» **SOURCE**:
Key words: Higher education, job market, economy of education.

 

Los asuntos de la vida son una parte esencial de la educación práctica de un pueblo, sin la cual los libros y la instrucción escolar, aunque muy necesarios y convenientes, no bastan para capacitarle para el mando y para adaptar los medios a los fines.

John Stuart Mill

 

Introduction

This paper examines the much-discussed relationship between the professional job market and higher education institutions (HEIs), which act as catalyst intermediaries for the desires of those soliciting and offering professional-level job opportunities. For this reason the relevance of the HEI is analyzed with reference to the challenges that globalization and its economic, social, and cultural expressions impose on businesses, individuals and communities. The growing importance of knowledge in shaping new patterns of behavior and social organization has given a force never before imagined to markets, and thus, to economic criteria as an evaluator of social institutions. Consequently, the flawed nature of the professional market is explained as reflected in the HEIs, where applicants and employers interact.

Both adjusting higher education to the market, and its global signs together with the resulting diversification, are analyzed in the perspectives of the strong market potential of HEIs for meeting developmental needs. Starting with the solution of natural market failures, the role of institutions is outstanding both in constructing dynamics of equity, which mitigate social differentiation, and in opportunities of access to education and the professional job market.

» **RECORDS TO USE**:
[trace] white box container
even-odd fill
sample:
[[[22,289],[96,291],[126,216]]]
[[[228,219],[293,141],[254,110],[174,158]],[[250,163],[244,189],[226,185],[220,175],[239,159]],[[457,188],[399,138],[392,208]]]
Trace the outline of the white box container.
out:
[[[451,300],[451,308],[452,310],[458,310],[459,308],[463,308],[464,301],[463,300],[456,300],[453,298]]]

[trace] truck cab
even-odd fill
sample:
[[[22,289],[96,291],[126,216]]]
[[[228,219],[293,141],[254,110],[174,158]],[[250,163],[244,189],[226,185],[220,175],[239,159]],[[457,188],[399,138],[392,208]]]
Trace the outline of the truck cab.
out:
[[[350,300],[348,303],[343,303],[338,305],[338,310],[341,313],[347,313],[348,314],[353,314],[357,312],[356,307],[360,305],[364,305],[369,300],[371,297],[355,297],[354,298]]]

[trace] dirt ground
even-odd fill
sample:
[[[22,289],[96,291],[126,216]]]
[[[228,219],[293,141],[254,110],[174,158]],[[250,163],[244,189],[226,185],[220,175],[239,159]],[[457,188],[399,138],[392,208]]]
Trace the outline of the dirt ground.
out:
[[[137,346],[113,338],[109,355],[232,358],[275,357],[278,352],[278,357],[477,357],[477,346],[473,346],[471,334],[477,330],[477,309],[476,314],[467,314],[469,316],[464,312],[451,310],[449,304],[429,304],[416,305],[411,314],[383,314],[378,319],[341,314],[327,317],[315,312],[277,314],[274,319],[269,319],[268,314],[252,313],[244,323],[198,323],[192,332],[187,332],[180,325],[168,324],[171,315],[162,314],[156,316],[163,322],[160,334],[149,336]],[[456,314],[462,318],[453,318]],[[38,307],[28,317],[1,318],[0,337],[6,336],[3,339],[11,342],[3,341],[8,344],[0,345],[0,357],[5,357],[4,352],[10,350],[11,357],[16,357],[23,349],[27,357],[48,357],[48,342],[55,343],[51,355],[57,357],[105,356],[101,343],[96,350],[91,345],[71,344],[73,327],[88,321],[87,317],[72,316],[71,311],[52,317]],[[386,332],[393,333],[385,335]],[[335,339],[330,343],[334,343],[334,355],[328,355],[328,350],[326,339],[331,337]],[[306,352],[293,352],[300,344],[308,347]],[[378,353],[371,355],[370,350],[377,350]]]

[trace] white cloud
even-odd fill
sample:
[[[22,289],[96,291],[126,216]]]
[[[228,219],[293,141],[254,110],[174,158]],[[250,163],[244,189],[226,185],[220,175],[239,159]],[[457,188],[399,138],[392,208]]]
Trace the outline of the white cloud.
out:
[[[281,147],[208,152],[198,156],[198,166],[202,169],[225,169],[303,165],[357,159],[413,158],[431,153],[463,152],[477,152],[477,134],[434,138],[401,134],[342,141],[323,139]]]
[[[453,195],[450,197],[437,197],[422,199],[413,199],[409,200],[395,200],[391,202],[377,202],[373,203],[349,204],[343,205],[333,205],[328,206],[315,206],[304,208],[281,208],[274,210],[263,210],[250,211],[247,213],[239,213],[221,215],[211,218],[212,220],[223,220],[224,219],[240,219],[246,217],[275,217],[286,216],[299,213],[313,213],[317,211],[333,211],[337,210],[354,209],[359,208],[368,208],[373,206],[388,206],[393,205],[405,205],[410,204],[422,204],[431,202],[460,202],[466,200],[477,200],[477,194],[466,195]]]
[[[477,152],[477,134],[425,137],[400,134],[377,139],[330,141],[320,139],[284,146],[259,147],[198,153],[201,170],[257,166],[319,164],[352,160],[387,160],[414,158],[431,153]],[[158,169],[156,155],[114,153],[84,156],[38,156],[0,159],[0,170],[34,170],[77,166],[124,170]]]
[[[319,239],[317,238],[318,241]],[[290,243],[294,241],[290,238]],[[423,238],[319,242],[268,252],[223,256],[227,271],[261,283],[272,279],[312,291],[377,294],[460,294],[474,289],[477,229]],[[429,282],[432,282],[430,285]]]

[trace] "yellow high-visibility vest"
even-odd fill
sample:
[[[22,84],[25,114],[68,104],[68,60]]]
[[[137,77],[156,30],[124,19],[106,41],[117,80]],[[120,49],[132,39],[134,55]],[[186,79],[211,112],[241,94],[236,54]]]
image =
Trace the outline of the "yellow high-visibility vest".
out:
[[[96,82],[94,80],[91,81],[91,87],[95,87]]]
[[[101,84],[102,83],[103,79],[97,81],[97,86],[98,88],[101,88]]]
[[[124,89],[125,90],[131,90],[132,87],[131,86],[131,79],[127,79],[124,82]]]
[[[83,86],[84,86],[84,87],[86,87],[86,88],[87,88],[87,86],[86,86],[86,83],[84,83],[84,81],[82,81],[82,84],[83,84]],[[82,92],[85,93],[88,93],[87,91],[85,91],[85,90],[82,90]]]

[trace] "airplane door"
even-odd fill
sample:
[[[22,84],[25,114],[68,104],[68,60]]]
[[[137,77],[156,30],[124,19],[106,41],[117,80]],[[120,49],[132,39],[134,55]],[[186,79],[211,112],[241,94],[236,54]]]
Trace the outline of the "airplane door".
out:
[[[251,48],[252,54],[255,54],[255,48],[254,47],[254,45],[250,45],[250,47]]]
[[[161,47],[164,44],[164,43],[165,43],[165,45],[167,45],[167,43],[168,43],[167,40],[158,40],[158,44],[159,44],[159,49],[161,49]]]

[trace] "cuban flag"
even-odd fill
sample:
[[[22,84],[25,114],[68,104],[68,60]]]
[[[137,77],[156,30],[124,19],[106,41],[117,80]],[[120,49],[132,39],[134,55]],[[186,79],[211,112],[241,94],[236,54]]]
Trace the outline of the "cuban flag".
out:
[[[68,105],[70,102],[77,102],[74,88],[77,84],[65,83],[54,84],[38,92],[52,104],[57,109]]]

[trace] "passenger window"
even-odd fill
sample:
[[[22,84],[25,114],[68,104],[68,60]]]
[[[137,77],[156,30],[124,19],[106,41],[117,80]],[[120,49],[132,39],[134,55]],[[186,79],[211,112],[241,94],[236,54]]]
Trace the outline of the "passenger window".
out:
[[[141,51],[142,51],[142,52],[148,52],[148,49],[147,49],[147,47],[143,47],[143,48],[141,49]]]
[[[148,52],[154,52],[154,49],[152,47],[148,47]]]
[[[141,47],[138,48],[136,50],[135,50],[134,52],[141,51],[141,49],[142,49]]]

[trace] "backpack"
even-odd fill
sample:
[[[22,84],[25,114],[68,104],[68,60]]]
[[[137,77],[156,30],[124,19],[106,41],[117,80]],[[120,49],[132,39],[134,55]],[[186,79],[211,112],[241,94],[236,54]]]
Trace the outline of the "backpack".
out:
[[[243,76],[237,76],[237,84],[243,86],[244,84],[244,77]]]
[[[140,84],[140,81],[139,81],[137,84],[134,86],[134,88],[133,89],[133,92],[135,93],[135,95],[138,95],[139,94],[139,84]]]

» **WRITTEN TASK 1**: Print the stretch of the higher education passage from "Introduction" through "and employers interact.", word for word.
» **WRITTEN TASK 2**: Locate every line in the rows that contains the string "cuban", matching case, and copy each of those lines.

» **FULL OUTPUT 1**:
Introduction

This paper examines the much-discussed relationship between the professional job market and higher education institutions (HEIs), which act as catalyst intermediaries for the desires of those soliciting and offering professional-level job opportunities. For this reason the relevance of the HEI is analyzed with reference to the challenges that globalization and its economic, social, and cultural expressions impose on businesses, individuals and communities. The growing importance of knowledge in shaping new patterns of behavior and social organization has given a force never before imagined to markets, and thus, to economic criteria as an evaluator of social institutions. Consequently, the flawed nature of the professional market is explained as reflected in the HEIs, where applicants and employers interact.

» **FULL OUTPUT 2**:
[trace] "cuban flag"
Trace the outline of the "cuban flag".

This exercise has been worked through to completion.